**Текст для изучения**
0
4387

14.12.2006 00:00:00

Песни нездешних тварей

Тэги: метафизический реализм, мамелев


Метафизическое порно

Я невинная тварь, кто детей
пожирает в тумане.
Сумасшедших ночей предо мною
горит горизонт┘

Юрий Мамлеев.
Песни нездешних тварей

Одни именуют его гением и «печатью пророков». Другие обзывают бездарным графоманом и производителем макулатуры. Для меня Мамлеев – совершенная загадка. Вчитываясь в его тексты снова и снова, я многократно убеждался в противоречивой правоте как хулителей Мамлеева, отказывающих ему в праве носить звание писателя, так и его поклонников, с почтением именующих Юрия Витальевича мэтром метафизического реализма.

С одной стороны – провалы, недопустимые не то, что для профессионального писателя, но для любого человека, мало-мальски смыслящего в законах литературы; удручающая скудость фантазии и убийственная корявость языка. С другой – несомненный пророческий дар, способность порождать целые литературные направления – Евгений Страхов в «Литературной газете» однажды очень верно заметил, что «творчество Мамлеева создало целую субкультуру», – и постоянная готовность к бесстрашному погружению в такие глубины иррационального, куда нормальному человеку и заглянуть-то страшно. (И это, пожалуй, главная причина того, что на неподготовленного читателя тексты Мамлеева производят шокирующее впечатление.) В общем, как сказал Ленин о Толстом, «противоречия кричащие». И в самих текстах Мамлеева, и в оценках его творчества критиками.

Логика этого мира и здравый смысл учат, что верным может быть только одно из этих двух утверждений: либо Мамлеев графоман, либо он гений. Хотел написать: «разрешить это противоречие может только время, которое даст окончательную оценку творчеству Мамлеева», да спохватился – время никому никаких оценок не дает, все оценки в нашем мире дают только люди.

Но в одном обожатели и хулители Мамлеева сходятся: его тексты – это не совсем литература. Александр Трапезников в романе «Операция «Ноев ковчег» говорит о Мамлееве: «Мне довелось прочитать его пару романов – это скорее материалы для психиатров». Ему вторит Вячеслав Румянцев: «Проза Юрия Мамлеева отличается от всего прочего, что пишется на русском языке, сосредоточенным копанием автора в жутких и мрачных глубинах души человека, на самых нижайших подвальных этажах психики. Так, глубоко под душевной землей (а именно в подвале) развивается драма, что критиковать его произведение с позиции традиционной литературной критики невозможно». Один из горячих поклонников Мамлеева, посвятивший Юрию Витальевичу немало добрых слов и строк, Александр Дугин как бы между прочим замечает, что «Мамлеев не совсем писатель», а «назвать его произведения литературой не поворачивается язык».

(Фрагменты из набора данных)
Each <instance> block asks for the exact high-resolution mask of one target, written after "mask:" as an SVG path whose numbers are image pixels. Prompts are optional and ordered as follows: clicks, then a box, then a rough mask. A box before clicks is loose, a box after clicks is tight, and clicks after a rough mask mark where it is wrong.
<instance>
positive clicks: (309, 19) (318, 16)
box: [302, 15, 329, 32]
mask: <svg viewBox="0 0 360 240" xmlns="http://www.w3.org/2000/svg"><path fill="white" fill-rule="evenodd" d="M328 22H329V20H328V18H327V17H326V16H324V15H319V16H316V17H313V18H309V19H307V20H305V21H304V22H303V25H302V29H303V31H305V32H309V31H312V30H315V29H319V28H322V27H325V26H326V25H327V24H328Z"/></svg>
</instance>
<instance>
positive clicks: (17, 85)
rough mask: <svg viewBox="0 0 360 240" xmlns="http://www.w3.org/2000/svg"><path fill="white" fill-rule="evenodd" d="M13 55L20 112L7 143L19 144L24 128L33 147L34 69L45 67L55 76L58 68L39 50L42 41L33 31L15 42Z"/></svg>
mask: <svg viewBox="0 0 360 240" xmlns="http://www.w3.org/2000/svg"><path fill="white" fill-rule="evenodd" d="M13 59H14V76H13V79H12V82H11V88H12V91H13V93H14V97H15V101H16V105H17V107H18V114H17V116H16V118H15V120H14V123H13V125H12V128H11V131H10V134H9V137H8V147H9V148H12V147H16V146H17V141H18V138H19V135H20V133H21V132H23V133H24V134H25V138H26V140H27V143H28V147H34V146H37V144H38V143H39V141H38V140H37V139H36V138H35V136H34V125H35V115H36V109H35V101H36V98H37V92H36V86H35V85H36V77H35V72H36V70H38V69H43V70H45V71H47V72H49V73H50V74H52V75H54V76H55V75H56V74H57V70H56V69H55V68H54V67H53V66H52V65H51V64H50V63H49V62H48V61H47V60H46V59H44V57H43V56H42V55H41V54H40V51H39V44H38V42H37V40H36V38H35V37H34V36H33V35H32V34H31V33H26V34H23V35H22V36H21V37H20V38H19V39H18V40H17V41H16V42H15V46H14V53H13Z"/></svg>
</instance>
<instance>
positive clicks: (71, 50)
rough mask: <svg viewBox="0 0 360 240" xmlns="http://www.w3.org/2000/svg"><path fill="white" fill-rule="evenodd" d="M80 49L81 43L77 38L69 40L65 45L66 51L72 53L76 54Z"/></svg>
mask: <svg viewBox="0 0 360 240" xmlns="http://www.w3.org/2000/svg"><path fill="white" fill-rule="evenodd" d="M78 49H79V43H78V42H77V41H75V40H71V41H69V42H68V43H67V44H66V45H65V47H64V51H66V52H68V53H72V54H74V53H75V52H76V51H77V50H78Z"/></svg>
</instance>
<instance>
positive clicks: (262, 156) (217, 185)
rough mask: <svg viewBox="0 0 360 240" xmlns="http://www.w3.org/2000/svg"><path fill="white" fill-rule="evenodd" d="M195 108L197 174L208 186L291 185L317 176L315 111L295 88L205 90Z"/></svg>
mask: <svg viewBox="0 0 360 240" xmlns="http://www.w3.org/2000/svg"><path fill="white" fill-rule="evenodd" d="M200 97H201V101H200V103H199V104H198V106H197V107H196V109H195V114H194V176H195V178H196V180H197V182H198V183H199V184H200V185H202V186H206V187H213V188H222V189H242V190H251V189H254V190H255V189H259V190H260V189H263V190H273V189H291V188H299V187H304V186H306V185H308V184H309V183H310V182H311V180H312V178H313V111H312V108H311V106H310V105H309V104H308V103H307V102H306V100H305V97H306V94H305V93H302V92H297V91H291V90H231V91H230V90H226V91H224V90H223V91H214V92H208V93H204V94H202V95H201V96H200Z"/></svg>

**Вопросы к тексту**
• a. Что, согласно тексту о Мамлееве, создало творчество писателя по словам Евгения Страхова в «Литературной газете»?
• b. Продолжите текст о Юрии Мамлееве, начав сразу после его последнего предложения.

**Ответы к заданиям**
• a. Целую субкультуру.

• b.
«Что это? Мистические изыски? Откровения сатаниста? Или действительно «символ обреченной любви»?» – вопрошает Румянцев. «Как будто держишь в руках не книгу, а пустое место, воронку, ехидную, черную, засасывающую в себя большие предметы┘» – снова прорывается голос Дугина.

Тексты Мамлеева – действительно не совсем литература (во всяком случае, не изящная словесность). Наиболее адекватным определением мамлеевских опусов, написанных так, словно бы Лафкрафт вздумал перенять лексику героев Зощенко, могло бы стать заглавие его собственного цикла стихов «Песни нездешних тварей». (В том понимании, в котором «песнью» является сочинение Исидора Дюкаса, более известного как граф Лотреамон.)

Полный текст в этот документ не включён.